Intervista a Elikia M’Bokolo* di Séverine Nikel
 
Dalla fine del XIX secolo alla Seconda guerra mondiale, il lavoro forzato è stato un fenomeno generalizzato nel continente africano. Tutti i colonizzatori lo hanno imposto e si tratta di un fenomeno di cui si valuta male l’ampiezza.
 
Alla vigilia della colonizzazione, la schiavitù era totalmente abolita sul continente africano?
 
Il commercio estero di schiavi è scomparso durante il XIX secolo. Gli africani hanno iniziato a scambiare in modo massiccio altri beni sul mercato internazionale invece che gli uomini: prodotti delle coltivazioni vicino alle coste, in Senegal e nella attuale Nigeria, ma soprattutto prodotti della caccia e della raccolta che talvolta presuppongono il trasporto di pesanti carichi per lunghe distanze. E’ così che in Africa orientale, come in Angola, si forma un "pre-proletariato" di decine di migliaia di portatori su cui la nascente colonizzazione va appoggiandosi. Rimangono tuttavia, ai margini del continente africano, delle forme di schiavitù. Da un lato, una schiavitù domestica, molto differente della schiavitù come la si conosce nel Nuovo mondo: questi schiavi sono largamente integrati nelle famiglie dei loro padroni. Dall’altra, una schiavitù su più larga scala, in Angola, nelle isole al largo del continente africano, sia dal lato dell’oceano atlantico che da quello indiano (Capo Verde, Réunion, Zanzibar). Quando si sono insediati, i britannici, come i francesi e i belgi hanno peraltro sviluppato un sistema di amministrazione indiretta che riconosceva a certi capi eminenti la proprietà di schiavi. Ma questo rimane marginale.
 
Che cosa cambia con la colonizzazione?

> Record del dataset:
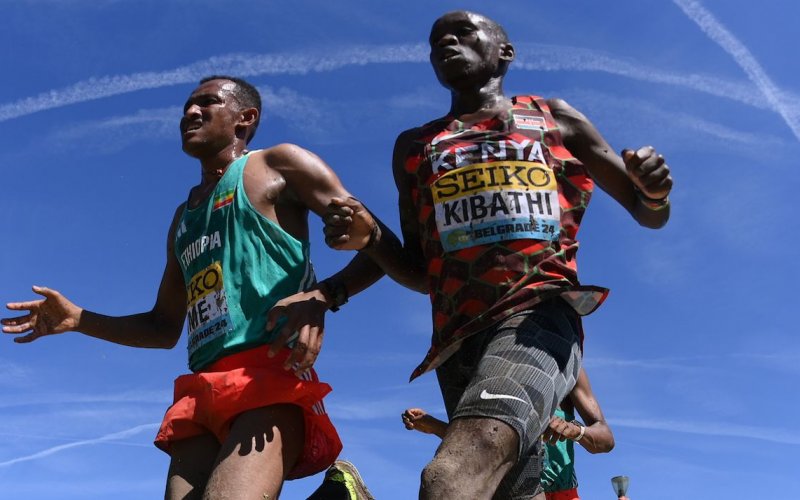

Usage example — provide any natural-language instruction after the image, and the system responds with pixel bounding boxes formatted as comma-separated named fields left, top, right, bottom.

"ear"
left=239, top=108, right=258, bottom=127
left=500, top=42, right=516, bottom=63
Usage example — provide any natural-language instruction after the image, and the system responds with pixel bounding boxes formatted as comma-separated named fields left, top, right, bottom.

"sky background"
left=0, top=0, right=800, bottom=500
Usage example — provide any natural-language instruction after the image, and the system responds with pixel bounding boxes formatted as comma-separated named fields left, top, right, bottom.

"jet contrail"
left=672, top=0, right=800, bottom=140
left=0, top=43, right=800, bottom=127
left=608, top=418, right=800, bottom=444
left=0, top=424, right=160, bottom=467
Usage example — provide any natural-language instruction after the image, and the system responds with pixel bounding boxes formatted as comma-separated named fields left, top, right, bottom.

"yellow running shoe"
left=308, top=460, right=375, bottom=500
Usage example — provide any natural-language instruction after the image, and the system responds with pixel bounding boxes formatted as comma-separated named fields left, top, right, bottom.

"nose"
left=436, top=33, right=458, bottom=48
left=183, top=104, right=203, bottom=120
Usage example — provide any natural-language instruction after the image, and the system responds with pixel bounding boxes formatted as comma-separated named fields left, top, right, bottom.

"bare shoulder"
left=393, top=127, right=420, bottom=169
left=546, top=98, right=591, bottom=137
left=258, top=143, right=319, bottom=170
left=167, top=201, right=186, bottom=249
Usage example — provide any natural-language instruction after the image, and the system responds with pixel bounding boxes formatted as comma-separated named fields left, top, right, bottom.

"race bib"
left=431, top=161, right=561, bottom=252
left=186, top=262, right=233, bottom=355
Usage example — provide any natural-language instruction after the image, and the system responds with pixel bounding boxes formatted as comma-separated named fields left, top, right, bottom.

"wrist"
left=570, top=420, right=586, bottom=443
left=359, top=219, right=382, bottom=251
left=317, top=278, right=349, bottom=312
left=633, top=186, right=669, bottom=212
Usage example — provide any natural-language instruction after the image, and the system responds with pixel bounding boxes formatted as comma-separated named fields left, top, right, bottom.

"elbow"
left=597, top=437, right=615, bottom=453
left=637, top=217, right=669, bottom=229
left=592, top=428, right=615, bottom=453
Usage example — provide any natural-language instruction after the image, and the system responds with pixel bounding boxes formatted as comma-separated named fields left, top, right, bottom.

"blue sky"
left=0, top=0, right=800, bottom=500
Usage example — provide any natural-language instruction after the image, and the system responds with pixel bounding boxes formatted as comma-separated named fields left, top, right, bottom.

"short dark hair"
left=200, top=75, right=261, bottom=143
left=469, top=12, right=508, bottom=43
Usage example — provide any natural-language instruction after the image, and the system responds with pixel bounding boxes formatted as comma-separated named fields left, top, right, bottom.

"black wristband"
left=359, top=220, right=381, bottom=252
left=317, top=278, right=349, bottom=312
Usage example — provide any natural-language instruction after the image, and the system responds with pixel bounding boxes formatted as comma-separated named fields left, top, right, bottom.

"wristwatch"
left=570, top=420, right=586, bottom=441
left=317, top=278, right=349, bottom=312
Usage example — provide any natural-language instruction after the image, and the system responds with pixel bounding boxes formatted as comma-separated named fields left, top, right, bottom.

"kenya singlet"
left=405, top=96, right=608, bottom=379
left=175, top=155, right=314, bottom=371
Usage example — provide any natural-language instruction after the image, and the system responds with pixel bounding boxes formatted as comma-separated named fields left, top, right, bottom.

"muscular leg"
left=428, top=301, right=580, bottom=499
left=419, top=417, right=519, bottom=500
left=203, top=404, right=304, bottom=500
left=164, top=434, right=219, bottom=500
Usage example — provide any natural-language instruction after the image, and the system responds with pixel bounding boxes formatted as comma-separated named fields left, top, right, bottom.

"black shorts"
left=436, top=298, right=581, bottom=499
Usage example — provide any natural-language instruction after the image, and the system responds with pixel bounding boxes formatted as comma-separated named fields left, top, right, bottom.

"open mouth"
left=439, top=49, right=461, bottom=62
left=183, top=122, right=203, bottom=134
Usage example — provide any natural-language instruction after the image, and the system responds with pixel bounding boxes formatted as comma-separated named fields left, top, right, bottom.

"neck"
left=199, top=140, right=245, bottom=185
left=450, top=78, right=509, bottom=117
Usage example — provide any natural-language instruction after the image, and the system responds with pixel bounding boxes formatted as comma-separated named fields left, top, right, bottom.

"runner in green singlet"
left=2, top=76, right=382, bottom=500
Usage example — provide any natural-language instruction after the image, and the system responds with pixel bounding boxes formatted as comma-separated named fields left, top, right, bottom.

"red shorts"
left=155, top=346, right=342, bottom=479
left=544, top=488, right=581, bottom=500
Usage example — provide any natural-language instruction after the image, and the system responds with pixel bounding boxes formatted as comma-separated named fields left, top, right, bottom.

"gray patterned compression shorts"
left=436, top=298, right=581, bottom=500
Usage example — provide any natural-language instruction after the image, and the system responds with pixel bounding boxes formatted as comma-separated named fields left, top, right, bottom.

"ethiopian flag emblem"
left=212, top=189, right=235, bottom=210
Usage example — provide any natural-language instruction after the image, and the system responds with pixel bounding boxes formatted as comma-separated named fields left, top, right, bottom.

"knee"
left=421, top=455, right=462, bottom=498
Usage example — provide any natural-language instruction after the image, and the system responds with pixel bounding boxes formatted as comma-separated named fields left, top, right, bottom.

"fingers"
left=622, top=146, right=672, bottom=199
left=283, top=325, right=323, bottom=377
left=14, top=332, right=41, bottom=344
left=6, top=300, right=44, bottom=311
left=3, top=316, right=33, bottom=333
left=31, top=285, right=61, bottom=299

--

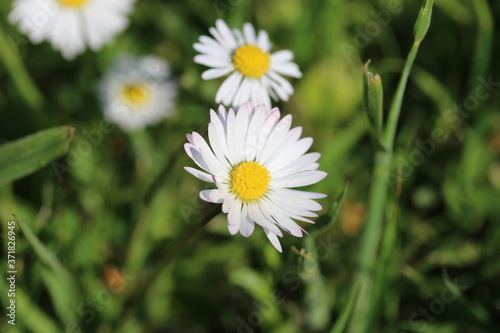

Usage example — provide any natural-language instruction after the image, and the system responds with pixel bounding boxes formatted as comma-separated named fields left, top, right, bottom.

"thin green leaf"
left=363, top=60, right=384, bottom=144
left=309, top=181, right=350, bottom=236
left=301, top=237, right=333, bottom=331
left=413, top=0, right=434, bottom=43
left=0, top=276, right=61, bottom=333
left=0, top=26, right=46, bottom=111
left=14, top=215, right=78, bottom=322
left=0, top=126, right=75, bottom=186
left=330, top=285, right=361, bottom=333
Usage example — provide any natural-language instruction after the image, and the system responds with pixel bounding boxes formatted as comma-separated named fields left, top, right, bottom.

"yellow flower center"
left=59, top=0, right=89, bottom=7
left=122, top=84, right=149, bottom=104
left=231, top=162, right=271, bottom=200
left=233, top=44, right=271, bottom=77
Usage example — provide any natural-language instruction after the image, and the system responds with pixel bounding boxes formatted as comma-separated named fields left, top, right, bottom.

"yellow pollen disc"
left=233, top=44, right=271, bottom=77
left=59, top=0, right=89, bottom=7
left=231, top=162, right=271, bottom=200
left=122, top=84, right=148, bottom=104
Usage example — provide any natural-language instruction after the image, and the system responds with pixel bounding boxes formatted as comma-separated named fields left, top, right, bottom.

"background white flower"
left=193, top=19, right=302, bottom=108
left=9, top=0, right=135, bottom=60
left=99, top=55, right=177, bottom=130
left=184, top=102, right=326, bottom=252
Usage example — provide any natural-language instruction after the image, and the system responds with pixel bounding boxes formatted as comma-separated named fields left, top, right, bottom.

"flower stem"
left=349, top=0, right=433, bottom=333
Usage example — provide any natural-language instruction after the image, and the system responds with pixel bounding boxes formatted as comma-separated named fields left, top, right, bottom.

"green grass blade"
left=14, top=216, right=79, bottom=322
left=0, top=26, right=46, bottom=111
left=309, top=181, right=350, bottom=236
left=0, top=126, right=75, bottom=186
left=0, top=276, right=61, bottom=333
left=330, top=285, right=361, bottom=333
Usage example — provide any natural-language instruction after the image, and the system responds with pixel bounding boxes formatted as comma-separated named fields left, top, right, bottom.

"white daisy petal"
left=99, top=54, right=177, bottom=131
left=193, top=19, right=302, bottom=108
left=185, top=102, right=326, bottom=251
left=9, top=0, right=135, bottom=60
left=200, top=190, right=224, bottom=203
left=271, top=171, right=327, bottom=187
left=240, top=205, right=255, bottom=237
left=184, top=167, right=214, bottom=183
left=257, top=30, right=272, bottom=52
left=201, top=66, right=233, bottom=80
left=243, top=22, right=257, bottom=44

...

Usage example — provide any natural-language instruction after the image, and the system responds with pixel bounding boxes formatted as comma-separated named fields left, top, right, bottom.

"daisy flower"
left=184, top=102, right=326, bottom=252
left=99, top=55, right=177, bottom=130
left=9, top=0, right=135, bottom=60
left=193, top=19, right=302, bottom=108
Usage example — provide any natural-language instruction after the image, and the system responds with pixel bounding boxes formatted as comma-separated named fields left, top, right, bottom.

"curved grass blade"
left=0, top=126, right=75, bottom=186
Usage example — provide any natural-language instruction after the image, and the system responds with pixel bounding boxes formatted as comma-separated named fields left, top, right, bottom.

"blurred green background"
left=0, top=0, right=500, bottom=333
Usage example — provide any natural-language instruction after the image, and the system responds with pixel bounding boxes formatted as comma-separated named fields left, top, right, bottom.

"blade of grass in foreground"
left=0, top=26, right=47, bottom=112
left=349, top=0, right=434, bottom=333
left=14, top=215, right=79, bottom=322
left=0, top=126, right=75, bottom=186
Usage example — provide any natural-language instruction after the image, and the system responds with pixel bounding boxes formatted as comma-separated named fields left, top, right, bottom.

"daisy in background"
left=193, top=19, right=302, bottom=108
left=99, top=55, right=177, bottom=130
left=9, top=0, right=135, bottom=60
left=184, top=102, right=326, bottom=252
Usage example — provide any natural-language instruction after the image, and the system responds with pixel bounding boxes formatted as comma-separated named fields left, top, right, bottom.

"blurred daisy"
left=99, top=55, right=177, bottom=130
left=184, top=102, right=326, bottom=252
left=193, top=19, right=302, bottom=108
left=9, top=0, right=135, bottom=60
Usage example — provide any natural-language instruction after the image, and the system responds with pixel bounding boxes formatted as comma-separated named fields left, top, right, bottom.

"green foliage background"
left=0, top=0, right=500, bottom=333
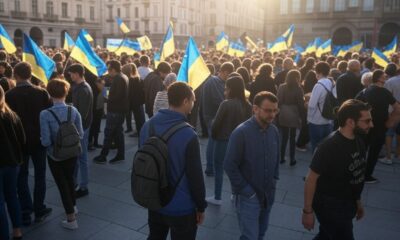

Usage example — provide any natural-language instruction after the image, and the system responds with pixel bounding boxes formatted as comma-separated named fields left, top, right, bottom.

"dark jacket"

> Esercizi:
**A.** Elencare le isole che l'estratto cita tra parentesi come luoghi di schiavitù su più larga scala al largo del continente africano.
**B.** Rispondere in base all'estratto:
(i) In quale arco di tempo il lavoro forzato è stato un fenomeno generalizzato nel continente africano?
(ii) Che cosa si forma in Africa orientale e in Angola?
(iii) Come sono collocati gli schiavi domestici rispetto alle famiglie dei loro padroni?

> Le risposte:
**A.** Capo Verde, Réunion, Zanzibar

**B.**
(i) Dalla fine del XIX secolo alla Seconda guerra mondiale.
(ii) Un "pre-proletariato" di decine di migliaia di portatori.
(iii) Sono largamente integrati nelle famiglie dei loro padroni.